* **Supplied text**
===

I played it as if Clov was the person who was brought there by the man, so that the story is not really fiction at all. It's a retelling of those early years, which Clov may or may not remember because he has been there so long.
What was Beckett's attitude toward Hamm's parents, who were in the dustbins?
I think he feels that's the way most of us, in later life, treat our own parents—we put them into homes and we give them the minimum kind of treatment to keep them alive for as long as we can. The human race generally does that to an aging parent and this was his conception of how stark it could be—putting them into dustbins and giving them a biscuit or a biscuit and a half a day, anything to keep them going just for a while.
I gather then that Beckett would dismiss the critical approach to Endgame that says it takes place in the mind of one man and the parents in the dustbins symbolize subconscious repression.
He would reject that idea completely. People may think that because the play makes it possible to think that way. But I know for a fact that that's not Beckett's idea of what's happening….
Many of Beckett's characters like Krapp and Vladimir have physical problems….
They all have some physical problem or another. For instance, Hamm is blind and unable to move, while Clov cannot sit down. This is not just imagination. There are people in the world, Beckett has discovered, who do suffer from these kinds of things, and yet they're related, they're married to each other—in a love-hate relationship, maybe.
When Beckett gave up teaching French at Trinity College, Dublin, he left suddenly, because, as he said to me, he felt he was teaching something he knew nothing about. That decision was the birth of a writer. He came to London and took a job as an attendant in a mental home for a year. That influenced him very much—I know that Murphy, his first novel, came out of his experiences as a mental attendant. And, then, he has seen many people who were handicapped severely in some way. When he was young, there was a war pensioners' hospital very close to where he was born. He saw them regularly every day—they were in various stages of physical disability. I am sure these experiences have influenced the fact that his characters are largely damaged people.
Beckett has said to me often, "People must think I had a very unhappy childhood, but I hadn't really. I had a very good childhood, and a very normal childhood as childhoods go. But I was more aware of unhappiness around me"—not in his own home, but just in people—"than happiness." So the sensitive chords in Beckett's nature were attuned to the unhappiness in humankind rather than the happiness.

===

* **Information given**
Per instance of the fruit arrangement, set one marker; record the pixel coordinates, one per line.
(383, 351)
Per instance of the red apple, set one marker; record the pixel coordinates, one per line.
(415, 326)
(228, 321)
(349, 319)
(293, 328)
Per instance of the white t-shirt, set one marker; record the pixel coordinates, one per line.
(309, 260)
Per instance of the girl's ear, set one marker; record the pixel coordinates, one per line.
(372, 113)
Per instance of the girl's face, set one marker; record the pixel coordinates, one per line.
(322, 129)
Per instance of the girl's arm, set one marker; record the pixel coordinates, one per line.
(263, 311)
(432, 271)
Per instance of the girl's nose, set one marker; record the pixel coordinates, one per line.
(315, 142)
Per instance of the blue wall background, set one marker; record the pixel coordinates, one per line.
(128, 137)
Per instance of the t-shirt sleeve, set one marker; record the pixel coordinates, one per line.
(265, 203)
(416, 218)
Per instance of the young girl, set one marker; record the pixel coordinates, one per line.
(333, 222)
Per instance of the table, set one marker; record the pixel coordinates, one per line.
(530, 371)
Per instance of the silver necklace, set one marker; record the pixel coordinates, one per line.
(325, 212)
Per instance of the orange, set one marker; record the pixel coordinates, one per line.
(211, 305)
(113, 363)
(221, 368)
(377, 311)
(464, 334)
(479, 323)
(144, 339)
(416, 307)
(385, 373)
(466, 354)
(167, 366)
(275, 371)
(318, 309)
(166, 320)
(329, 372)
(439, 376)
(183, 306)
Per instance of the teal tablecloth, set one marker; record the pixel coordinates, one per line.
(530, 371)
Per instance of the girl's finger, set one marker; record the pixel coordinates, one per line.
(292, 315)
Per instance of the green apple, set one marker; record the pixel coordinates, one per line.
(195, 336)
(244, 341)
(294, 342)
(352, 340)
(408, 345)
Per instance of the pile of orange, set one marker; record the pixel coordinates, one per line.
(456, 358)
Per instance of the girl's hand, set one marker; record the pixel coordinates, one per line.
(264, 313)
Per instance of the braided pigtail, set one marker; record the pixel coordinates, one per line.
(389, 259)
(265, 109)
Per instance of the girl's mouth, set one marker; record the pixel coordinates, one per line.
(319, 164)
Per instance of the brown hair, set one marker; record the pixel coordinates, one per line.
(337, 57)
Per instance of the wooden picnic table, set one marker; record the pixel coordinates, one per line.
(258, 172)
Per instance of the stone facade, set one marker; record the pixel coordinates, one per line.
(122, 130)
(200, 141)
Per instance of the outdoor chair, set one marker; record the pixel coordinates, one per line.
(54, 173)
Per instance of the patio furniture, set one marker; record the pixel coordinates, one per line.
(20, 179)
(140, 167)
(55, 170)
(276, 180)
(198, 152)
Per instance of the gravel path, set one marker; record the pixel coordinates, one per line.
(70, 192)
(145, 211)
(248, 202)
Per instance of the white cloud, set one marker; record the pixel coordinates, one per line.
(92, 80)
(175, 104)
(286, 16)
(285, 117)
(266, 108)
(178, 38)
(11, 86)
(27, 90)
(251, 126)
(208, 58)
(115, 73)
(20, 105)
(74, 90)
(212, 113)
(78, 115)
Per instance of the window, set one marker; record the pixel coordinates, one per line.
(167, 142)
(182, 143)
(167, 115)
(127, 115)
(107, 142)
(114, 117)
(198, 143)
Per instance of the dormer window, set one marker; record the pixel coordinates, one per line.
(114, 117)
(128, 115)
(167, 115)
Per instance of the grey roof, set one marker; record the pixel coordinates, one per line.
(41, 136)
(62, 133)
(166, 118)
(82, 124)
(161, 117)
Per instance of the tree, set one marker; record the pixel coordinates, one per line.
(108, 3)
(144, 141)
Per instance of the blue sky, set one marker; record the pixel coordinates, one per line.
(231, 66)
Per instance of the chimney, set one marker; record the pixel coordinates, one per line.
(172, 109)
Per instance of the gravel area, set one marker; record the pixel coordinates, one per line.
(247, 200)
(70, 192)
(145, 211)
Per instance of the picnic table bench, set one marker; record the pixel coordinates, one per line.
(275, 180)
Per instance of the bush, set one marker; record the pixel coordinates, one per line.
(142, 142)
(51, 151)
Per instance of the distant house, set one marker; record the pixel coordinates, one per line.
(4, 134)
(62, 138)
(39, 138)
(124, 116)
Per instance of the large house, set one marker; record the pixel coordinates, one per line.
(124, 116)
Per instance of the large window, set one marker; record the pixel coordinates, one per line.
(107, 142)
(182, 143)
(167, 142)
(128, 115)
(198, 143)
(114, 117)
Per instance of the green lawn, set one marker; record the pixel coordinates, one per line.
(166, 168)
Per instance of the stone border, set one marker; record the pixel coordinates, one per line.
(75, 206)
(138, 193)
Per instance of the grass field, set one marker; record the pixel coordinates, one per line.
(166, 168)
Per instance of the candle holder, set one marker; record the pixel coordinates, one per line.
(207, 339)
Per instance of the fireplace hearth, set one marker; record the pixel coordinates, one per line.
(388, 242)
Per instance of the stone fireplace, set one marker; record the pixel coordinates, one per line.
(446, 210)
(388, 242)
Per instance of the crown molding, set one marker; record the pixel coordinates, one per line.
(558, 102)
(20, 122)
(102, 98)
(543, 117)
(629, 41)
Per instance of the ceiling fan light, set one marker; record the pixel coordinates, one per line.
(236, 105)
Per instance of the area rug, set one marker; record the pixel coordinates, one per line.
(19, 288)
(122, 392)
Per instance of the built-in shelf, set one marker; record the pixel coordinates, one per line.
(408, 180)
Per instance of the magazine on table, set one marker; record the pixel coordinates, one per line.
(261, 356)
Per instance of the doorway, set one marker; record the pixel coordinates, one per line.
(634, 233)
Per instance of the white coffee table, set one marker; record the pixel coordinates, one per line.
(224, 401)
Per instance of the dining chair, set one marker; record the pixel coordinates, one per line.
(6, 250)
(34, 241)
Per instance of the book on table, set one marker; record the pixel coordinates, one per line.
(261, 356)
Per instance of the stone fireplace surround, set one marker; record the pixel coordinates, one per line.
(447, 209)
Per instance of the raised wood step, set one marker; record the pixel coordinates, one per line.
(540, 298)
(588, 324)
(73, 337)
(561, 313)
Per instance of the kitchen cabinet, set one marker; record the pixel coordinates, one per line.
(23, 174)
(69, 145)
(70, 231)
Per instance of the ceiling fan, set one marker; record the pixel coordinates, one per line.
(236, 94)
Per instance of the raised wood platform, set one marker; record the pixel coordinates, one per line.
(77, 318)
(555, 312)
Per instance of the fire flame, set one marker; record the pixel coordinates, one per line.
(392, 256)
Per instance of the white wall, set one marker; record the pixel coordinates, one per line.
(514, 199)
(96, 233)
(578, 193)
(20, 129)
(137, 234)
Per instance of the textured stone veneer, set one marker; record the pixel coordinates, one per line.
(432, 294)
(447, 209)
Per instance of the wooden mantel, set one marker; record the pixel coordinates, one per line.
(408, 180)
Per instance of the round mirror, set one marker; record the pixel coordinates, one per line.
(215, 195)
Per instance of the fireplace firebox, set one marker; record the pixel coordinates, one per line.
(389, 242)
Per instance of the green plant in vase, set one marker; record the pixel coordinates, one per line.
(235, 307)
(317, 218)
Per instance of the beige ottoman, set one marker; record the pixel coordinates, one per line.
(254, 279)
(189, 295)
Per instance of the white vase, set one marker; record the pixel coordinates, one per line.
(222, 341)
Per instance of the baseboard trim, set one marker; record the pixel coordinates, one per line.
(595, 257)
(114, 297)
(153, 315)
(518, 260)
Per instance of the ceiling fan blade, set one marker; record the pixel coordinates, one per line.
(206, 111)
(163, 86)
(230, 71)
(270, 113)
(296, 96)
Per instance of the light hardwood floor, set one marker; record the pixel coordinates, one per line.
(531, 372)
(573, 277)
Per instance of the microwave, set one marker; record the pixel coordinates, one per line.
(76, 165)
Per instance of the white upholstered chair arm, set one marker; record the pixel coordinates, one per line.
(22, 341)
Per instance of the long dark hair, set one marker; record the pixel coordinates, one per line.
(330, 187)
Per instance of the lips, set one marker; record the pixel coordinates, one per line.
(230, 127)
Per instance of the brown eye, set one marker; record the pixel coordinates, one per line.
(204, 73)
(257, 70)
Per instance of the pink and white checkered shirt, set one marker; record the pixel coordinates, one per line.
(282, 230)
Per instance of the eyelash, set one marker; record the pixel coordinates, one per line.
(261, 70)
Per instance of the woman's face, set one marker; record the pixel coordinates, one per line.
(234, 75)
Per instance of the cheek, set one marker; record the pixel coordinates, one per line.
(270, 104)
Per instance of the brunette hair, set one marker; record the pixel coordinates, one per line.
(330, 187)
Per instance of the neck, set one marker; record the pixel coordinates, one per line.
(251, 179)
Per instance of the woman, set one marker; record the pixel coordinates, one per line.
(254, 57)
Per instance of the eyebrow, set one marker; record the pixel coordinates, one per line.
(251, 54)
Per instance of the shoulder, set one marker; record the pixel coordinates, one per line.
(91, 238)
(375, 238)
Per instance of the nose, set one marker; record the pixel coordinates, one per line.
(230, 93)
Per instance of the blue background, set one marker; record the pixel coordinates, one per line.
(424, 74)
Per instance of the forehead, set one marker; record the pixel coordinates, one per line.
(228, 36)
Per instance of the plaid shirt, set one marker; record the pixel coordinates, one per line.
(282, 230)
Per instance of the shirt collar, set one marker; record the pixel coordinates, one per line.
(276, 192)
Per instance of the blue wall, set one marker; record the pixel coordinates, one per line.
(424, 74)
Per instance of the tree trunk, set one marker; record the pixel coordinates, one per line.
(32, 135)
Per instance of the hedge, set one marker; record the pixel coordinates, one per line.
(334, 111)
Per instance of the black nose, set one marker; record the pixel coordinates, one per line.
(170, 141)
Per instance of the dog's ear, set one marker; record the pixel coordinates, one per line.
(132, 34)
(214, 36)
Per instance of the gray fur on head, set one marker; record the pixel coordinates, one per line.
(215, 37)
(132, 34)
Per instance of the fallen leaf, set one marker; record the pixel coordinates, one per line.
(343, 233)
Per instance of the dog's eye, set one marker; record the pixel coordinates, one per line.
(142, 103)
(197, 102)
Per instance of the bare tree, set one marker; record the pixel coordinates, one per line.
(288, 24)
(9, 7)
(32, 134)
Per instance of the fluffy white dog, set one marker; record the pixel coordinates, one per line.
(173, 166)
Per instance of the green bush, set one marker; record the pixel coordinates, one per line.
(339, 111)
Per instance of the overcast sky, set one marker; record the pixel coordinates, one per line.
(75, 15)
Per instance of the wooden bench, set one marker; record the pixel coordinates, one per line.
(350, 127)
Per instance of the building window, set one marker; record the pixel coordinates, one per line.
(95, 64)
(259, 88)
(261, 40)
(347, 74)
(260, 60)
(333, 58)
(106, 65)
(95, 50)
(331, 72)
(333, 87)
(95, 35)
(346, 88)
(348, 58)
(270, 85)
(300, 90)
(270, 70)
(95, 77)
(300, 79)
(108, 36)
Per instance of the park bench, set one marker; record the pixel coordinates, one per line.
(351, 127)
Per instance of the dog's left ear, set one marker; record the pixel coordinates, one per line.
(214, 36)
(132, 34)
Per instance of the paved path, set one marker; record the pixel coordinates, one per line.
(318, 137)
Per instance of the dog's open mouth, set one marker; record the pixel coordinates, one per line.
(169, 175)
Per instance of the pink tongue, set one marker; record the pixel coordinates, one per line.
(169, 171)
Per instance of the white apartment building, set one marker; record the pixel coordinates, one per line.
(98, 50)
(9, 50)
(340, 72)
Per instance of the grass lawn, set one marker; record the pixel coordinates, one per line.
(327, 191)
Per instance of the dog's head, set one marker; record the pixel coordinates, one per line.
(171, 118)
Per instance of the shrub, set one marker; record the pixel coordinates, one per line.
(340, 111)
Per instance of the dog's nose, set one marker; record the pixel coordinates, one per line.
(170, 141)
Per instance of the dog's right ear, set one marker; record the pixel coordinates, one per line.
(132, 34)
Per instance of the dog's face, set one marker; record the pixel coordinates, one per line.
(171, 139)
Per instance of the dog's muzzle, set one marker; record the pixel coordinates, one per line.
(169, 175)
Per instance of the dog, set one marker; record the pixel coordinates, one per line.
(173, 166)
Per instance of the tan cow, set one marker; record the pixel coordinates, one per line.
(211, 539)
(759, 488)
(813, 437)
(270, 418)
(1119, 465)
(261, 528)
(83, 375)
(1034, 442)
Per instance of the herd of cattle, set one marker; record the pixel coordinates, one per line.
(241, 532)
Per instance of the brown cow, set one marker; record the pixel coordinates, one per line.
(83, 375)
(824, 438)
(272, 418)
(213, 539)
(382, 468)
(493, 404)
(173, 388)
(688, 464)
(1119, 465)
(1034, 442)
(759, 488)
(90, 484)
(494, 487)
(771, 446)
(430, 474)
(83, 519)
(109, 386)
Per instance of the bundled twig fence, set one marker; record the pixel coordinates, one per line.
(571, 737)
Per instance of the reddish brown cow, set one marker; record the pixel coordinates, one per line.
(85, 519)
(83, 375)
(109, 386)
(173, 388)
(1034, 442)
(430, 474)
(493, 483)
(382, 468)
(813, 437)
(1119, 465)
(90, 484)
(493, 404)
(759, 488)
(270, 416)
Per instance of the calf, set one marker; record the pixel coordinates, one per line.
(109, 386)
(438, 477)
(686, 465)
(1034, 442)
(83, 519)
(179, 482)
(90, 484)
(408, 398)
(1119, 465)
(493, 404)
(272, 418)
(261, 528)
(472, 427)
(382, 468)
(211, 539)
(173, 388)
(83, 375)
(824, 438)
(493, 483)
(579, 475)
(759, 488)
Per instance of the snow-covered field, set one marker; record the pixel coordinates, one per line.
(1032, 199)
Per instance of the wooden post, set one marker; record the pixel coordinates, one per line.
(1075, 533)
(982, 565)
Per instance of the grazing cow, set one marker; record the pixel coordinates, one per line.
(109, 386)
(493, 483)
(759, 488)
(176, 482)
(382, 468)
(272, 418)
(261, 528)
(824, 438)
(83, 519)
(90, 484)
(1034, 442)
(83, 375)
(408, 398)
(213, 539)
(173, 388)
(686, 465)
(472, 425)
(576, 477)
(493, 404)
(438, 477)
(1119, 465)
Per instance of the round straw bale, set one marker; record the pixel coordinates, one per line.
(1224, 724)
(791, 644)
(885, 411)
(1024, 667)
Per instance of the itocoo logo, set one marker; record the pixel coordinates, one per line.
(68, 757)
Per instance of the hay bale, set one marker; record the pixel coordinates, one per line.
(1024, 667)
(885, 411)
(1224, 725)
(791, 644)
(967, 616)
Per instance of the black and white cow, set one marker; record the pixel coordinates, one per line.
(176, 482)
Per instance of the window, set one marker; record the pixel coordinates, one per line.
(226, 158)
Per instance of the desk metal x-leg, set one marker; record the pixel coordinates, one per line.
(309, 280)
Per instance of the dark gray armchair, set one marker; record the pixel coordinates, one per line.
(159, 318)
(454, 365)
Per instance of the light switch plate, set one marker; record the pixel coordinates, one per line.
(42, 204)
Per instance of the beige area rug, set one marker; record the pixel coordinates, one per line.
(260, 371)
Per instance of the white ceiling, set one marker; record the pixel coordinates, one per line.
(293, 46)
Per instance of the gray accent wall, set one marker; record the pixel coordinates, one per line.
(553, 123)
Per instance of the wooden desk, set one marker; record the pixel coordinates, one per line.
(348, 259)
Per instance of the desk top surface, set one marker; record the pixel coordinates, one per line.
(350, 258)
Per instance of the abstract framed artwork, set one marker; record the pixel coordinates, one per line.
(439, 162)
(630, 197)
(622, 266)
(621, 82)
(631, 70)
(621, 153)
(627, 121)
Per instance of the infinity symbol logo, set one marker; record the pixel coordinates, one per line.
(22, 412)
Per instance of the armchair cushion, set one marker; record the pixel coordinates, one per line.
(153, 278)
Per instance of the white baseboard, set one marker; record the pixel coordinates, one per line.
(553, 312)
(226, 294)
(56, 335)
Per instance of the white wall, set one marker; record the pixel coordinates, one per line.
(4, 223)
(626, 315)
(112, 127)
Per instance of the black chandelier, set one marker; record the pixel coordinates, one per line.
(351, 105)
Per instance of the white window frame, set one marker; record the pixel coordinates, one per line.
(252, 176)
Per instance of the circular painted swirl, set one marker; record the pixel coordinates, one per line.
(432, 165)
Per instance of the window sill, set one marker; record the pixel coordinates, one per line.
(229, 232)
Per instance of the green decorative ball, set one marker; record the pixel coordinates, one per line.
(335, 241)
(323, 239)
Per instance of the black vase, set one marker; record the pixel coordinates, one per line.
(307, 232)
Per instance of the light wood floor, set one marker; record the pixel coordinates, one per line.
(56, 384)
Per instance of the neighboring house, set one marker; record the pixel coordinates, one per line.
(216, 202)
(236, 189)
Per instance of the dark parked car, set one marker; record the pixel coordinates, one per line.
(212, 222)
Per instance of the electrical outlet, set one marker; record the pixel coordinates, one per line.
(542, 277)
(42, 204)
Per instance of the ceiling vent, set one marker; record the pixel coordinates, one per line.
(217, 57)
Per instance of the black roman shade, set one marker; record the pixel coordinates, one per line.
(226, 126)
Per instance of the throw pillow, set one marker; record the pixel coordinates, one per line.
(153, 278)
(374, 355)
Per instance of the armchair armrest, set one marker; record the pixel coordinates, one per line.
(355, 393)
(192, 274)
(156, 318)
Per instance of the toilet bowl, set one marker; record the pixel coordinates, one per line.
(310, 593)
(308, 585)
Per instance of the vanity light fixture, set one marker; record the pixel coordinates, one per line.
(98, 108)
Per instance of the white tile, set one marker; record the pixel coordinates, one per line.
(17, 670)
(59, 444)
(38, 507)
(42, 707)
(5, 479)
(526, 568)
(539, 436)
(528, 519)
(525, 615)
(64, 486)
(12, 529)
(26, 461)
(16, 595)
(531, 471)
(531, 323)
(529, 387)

===

* **Task instructions**
**A)** Answer these from the Beckett interview:
(i) What job did Beckett take in London after leaving Trinity College, and for how long?
(ii) What physical problems does Hamm have?
(iii) How much food are Hamm's parents said to be given each day?
**B)** From the Beckett interview, write out the passage from "When Beckett gave" to "largely damaged people.".
**C)** Continue the Beckett interview past its final sentence.

* **Answers to this exercise**
**A)**
(i) He worked as an attendant in a mental home for a year.
(ii) He is blind and unable to move.
(iii) A biscuit or a biscuit and a half a day.

**B)**
When Beckett gave up teaching French at Trinity College, Dublin, he left suddenly, because, as he said to me, he felt he was teaching something he knew nothing about. That decision was the birth of a writer. He came to London and took a job as an attendant in a mental home for a year. That influenced him very much—I know that Murphy, his first novel, came out of his experiences as a mental attendant. And, then, he has seen many people who were handicapped severely in some way. When he was young, there was a war pensioners' hospital very close to where he was born. He saw them regularly every day—they were in various stages of physical disability. I am sure these experiences have influenced the fact that his characters are largely damaged people.

**C)**
In Endgame and several of the other plays there are references to the fact that a play is going on. Does he do that deliberately as a kind of theatrical device?
Yes, he does. Pozzo [from Waiting for Godot] said, "Where are we? It isn't by any chance the place known as the Board?" The "board" is the stage, so that conveys that they know it's a play that's going on. He wants to make the audience feel that it's a play that's taking place and not what really is happening.
When you work with Beckett, does he treat the plays that he has written first in French and then translated into English as equivalent plays, that is, does he make references back to the French text as being different from the English version?
Yes, he does. There was a point in Endgame that worried me. When Clov realizes that he's had a little victory over Hamm, he starts humming, and Hamm, if you recall, says "Don't sing," and Clov says, "One hasn't the right to sing anymore." Hamm says, "No," and Clov says, "Then how can it end?" I said to Beckett, "I'm really not quite sure what that means." He said, "Well, that was a difficulty in translation I had. When I wrote it in French, there is a French proverb which is well known, 'Everything ends with a song,' and I could not translate that proverb, which is particularly French, into English unless I did it that way." You see, it was more readily understood in French, Clov intimating that this is the end of their relationship.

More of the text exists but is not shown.